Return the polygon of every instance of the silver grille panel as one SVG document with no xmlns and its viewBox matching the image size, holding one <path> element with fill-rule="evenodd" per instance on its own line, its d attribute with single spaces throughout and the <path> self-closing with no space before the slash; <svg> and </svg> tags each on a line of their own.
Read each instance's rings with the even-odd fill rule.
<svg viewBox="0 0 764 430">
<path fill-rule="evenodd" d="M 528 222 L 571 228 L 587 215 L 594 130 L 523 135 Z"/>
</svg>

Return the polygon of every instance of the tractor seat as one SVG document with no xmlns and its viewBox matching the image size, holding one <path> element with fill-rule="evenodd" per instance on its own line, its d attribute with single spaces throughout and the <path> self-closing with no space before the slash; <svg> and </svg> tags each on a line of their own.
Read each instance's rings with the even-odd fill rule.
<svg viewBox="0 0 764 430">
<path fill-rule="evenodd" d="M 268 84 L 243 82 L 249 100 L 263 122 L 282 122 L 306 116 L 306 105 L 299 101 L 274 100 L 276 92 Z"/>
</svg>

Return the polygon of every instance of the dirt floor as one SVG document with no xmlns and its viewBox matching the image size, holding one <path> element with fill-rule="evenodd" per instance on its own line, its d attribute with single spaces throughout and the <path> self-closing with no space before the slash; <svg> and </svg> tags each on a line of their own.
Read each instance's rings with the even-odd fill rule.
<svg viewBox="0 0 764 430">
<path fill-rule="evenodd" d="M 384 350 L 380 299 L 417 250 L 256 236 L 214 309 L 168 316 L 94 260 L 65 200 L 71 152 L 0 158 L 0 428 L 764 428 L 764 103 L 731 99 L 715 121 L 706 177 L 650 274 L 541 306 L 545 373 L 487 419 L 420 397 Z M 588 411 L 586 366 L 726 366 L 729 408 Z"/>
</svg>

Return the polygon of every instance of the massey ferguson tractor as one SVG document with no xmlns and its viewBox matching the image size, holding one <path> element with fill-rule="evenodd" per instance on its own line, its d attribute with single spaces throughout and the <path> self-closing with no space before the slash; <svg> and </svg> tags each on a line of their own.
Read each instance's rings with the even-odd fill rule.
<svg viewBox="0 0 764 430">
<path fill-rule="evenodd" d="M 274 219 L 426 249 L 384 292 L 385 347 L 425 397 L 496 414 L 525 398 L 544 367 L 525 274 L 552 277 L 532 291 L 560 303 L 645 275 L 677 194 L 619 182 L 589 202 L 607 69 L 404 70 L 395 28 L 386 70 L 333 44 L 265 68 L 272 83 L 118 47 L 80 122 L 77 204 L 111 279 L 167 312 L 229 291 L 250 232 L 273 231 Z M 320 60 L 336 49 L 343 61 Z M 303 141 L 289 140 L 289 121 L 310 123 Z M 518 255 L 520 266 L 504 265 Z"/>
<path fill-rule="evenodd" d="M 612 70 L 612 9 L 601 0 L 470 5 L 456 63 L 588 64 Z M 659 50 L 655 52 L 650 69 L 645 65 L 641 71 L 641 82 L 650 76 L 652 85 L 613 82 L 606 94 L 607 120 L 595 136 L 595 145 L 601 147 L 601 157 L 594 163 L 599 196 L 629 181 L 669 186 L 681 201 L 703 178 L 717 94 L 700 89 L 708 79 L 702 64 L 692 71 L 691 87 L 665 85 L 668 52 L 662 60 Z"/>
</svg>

**EXERCISE DETAILS**
Arrange the items above as a two-column CSV with the headers instruction and outline, one row per item, placing each item's text under instruction and its answer under outline. Quote every field and replace its line breaks with spaces.

**EXERCISE RESPONSE**
instruction,outline
"Return the polygon of every instance of the silver grille panel as one SVG document with no xmlns and its viewBox matching the image size, holding one <path> element with fill-rule=""evenodd"" per instance on its own line, its d attribute with single spaces throughout and the <path> self-closing with no space before the slash; <svg> and </svg> tags each on a line of their own. Read each instance's rings with the even-odd fill rule.","<svg viewBox=""0 0 764 430""> <path fill-rule=""evenodd"" d=""M 528 222 L 571 228 L 587 215 L 594 130 L 523 135 Z""/> </svg>"
"Return the polygon of every instance of the tractor seat as one SVG document with no xmlns and its viewBox matching the image size, holding one <path> element with fill-rule=""evenodd"" per instance on its own line, its d attribute with single spaces throughout and the <path> self-closing with no space before the slash; <svg> and </svg> tags each on a line of their own. Read each instance's rings with the even-odd fill rule.","<svg viewBox=""0 0 764 430""> <path fill-rule=""evenodd"" d=""M 268 84 L 243 82 L 249 100 L 263 122 L 282 122 L 306 116 L 306 105 L 299 101 L 274 100 L 276 92 Z""/> </svg>"
"Return the polygon of every instance of the dirt floor as one SVG document with no xmlns and its viewBox matching the image size, holding one <path> element with fill-rule=""evenodd"" per instance on its own line, its d attribute with single spaces throughout and the <path> self-closing with no space before the slash; <svg> and </svg> tags each on a line of their own. Read each instance's rings with the even-odd fill rule.","<svg viewBox=""0 0 764 430""> <path fill-rule=""evenodd"" d=""M 384 350 L 380 299 L 417 250 L 256 236 L 214 309 L 168 316 L 94 260 L 65 200 L 71 152 L 0 158 L 0 428 L 764 428 L 764 103 L 731 99 L 715 121 L 706 177 L 650 274 L 541 306 L 545 373 L 487 419 L 420 397 Z M 588 411 L 586 366 L 726 366 L 729 408 Z""/> </svg>"
"Return the polygon of every instance of the massey ferguson tractor as one SVG document with no xmlns and its viewBox matching the image size, holding one <path> element with fill-rule=""evenodd"" per instance on its own line, its d attribute with single spaces throughout and the <path> self-closing with no space before the slash; <svg> and </svg> tags each on a line of their own. Read each instance's rings with the even-odd fill rule.","<svg viewBox=""0 0 764 430""> <path fill-rule=""evenodd"" d=""M 274 219 L 426 249 L 384 292 L 385 347 L 425 397 L 496 414 L 525 398 L 544 367 L 525 274 L 552 277 L 532 291 L 560 303 L 645 275 L 677 194 L 619 182 L 589 202 L 607 69 L 404 70 L 395 28 L 386 70 L 333 44 L 265 68 L 272 83 L 118 47 L 80 122 L 77 204 L 111 279 L 167 312 L 229 291 L 250 232 L 273 231 Z M 320 60 L 336 49 L 343 61 Z M 303 141 L 289 140 L 289 121 L 310 123 Z M 518 255 L 520 266 L 504 265 Z""/> <path fill-rule=""evenodd"" d=""M 612 70 L 612 9 L 601 0 L 470 5 L 456 63 L 588 64 Z M 659 50 L 655 52 L 650 69 L 645 65 L 641 71 L 641 82 L 650 76 L 652 85 L 613 82 L 606 94 L 607 120 L 595 136 L 595 145 L 601 147 L 601 157 L 594 163 L 599 196 L 629 181 L 669 186 L 681 201 L 703 178 L 717 94 L 700 89 L 708 79 L 702 64 L 692 71 L 691 87 L 665 85 L 668 52 L 662 60 Z""/> </svg>"